▶ _WHAT THE TASK ASKS_: Tally the lines below that contain the word "tiled", and give only that number.

▶ _RECORDS PROVIDED_:

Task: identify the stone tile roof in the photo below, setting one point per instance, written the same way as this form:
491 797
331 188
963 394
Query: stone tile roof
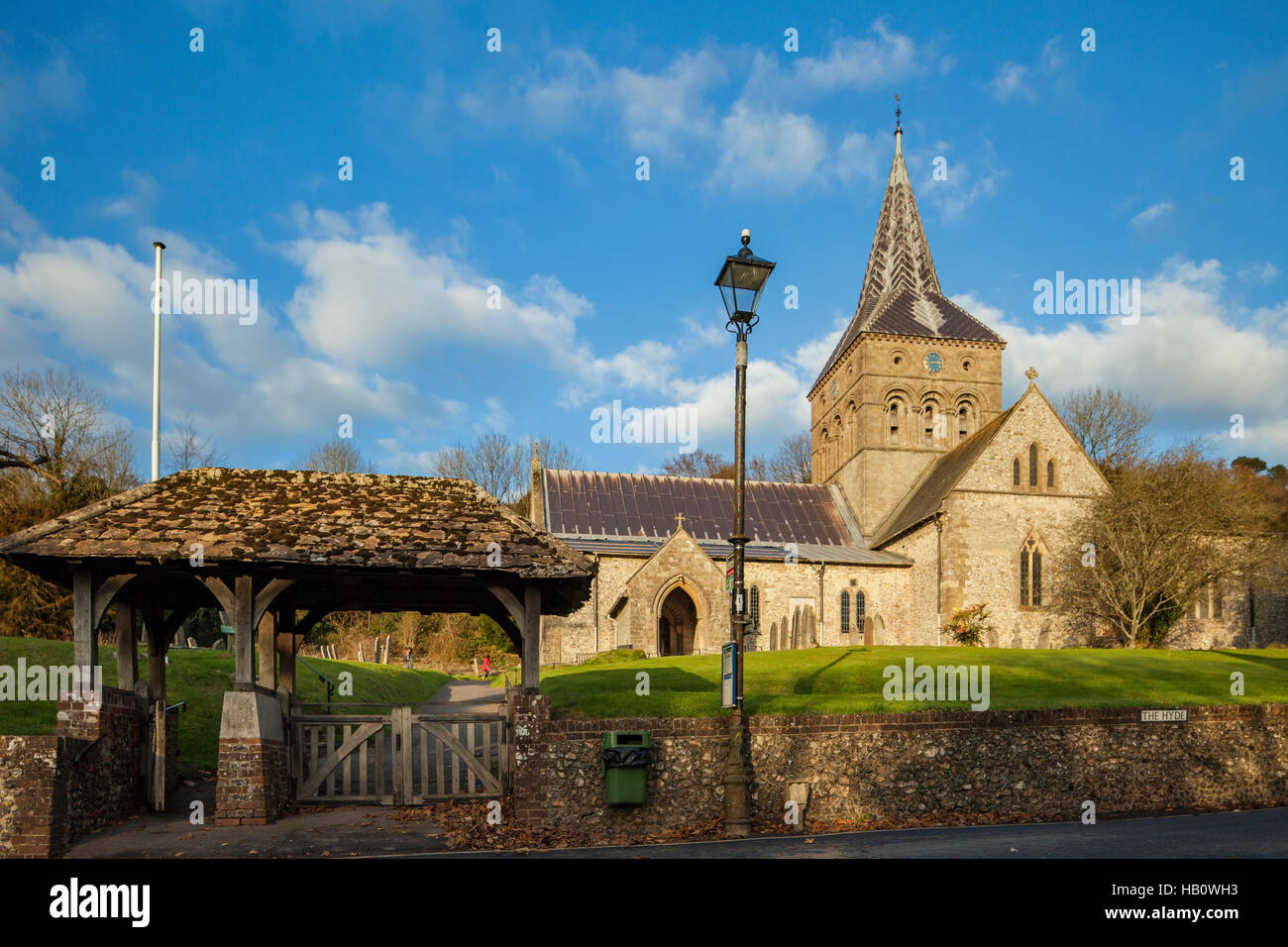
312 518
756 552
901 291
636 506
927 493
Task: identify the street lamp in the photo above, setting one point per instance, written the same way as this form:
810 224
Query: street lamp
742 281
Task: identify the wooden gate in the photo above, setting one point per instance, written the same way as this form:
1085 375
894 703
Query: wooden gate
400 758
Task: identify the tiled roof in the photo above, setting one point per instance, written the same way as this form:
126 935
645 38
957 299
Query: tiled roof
...
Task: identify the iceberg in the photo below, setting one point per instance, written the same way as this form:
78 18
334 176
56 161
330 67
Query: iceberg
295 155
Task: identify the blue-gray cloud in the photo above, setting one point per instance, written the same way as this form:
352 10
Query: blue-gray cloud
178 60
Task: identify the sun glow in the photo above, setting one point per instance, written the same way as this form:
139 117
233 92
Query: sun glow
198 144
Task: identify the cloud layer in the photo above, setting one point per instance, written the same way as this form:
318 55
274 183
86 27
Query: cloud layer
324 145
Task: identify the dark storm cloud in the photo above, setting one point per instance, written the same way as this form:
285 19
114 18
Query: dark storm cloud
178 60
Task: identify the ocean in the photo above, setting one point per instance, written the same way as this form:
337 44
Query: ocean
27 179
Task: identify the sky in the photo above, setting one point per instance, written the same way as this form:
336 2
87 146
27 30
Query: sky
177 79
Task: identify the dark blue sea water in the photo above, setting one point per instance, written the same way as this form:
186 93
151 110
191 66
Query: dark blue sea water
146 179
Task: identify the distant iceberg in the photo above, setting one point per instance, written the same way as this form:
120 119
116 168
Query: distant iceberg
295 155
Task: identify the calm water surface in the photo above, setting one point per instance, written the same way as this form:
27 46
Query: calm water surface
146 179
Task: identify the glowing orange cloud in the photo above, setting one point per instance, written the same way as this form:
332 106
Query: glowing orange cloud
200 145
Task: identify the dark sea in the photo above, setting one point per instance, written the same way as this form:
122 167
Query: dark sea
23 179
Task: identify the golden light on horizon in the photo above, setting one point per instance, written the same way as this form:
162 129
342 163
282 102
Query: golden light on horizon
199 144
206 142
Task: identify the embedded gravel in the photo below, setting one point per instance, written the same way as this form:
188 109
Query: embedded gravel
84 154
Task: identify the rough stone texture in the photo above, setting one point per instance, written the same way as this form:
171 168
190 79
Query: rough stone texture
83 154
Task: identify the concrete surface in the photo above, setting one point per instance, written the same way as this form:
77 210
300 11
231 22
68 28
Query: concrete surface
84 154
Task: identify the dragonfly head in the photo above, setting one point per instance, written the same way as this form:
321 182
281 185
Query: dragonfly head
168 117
---
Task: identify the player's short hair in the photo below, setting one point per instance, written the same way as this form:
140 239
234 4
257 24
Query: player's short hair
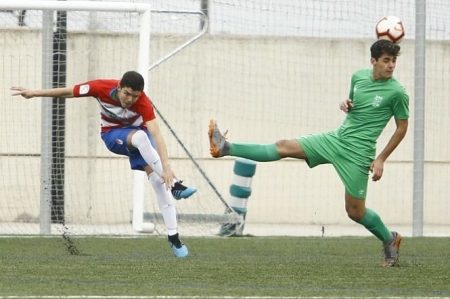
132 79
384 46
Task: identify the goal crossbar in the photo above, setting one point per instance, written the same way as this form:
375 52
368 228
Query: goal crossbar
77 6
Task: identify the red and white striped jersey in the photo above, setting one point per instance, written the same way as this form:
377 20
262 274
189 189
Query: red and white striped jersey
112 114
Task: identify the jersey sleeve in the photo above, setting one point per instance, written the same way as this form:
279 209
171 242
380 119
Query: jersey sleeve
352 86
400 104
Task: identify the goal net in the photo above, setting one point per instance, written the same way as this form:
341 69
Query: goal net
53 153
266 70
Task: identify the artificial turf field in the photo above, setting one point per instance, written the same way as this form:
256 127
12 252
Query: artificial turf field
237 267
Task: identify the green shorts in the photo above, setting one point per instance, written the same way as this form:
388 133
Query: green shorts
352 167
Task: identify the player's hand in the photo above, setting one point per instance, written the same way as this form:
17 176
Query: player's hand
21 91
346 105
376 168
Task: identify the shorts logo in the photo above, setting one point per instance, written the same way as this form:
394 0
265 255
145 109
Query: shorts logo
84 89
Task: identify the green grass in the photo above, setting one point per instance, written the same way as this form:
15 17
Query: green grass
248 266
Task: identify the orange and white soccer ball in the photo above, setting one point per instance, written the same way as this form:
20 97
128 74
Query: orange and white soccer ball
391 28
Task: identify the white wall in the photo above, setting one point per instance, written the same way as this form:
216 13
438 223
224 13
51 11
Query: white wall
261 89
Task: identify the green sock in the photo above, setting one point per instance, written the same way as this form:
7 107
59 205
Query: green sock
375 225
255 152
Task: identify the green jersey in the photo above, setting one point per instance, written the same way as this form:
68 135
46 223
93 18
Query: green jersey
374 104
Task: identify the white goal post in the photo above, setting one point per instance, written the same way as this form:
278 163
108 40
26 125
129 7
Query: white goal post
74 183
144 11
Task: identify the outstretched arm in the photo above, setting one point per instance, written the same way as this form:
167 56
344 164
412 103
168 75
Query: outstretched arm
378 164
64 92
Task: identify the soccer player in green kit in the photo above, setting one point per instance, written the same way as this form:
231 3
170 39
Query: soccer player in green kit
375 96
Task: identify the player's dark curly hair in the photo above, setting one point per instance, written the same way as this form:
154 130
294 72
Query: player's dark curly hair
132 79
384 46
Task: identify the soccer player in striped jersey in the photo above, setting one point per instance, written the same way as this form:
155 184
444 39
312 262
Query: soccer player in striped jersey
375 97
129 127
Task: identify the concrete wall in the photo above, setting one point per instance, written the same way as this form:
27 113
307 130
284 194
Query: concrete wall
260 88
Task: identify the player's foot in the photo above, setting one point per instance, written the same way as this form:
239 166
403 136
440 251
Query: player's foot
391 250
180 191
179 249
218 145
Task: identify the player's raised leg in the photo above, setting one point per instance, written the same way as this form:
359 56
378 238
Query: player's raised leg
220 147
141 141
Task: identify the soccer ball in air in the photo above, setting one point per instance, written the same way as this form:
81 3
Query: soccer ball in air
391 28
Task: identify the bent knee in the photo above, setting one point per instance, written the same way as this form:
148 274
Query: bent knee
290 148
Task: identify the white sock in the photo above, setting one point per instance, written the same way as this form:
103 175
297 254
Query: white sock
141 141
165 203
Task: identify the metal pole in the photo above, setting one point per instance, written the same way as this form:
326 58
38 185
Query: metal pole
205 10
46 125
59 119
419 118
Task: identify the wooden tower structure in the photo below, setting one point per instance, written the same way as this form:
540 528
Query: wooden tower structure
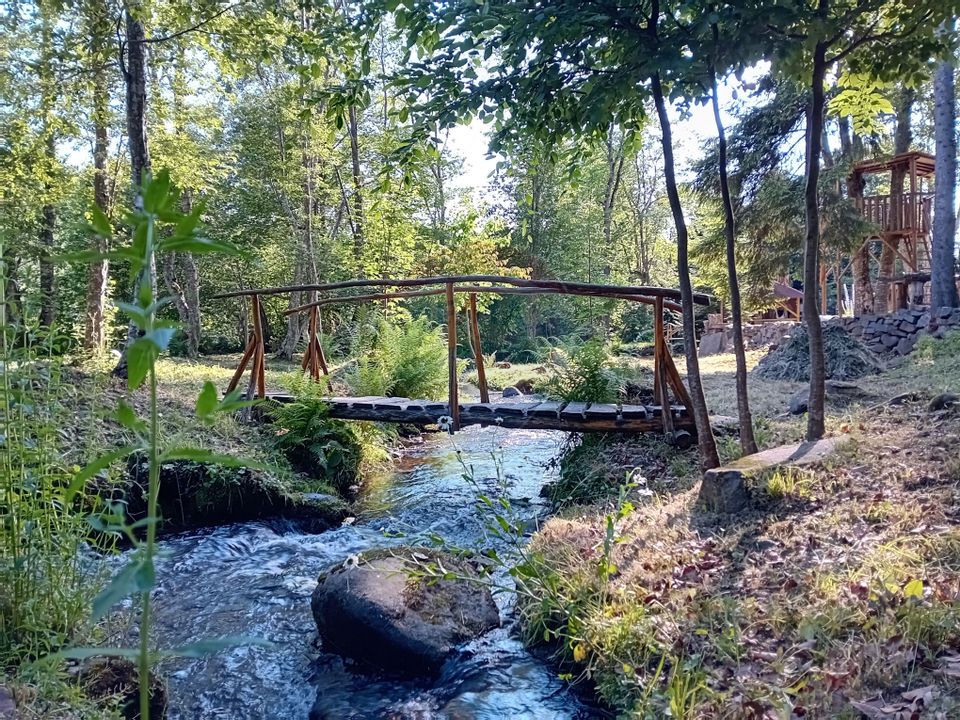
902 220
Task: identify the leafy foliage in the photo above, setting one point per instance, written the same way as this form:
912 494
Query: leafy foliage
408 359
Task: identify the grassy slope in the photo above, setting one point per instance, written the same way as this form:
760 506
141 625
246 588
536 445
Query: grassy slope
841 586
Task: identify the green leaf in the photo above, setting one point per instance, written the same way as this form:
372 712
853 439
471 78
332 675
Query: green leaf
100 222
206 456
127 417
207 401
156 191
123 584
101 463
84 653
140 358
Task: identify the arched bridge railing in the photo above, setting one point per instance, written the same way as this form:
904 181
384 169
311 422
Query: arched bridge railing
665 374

▶ _WORKED SOLUTION_: 2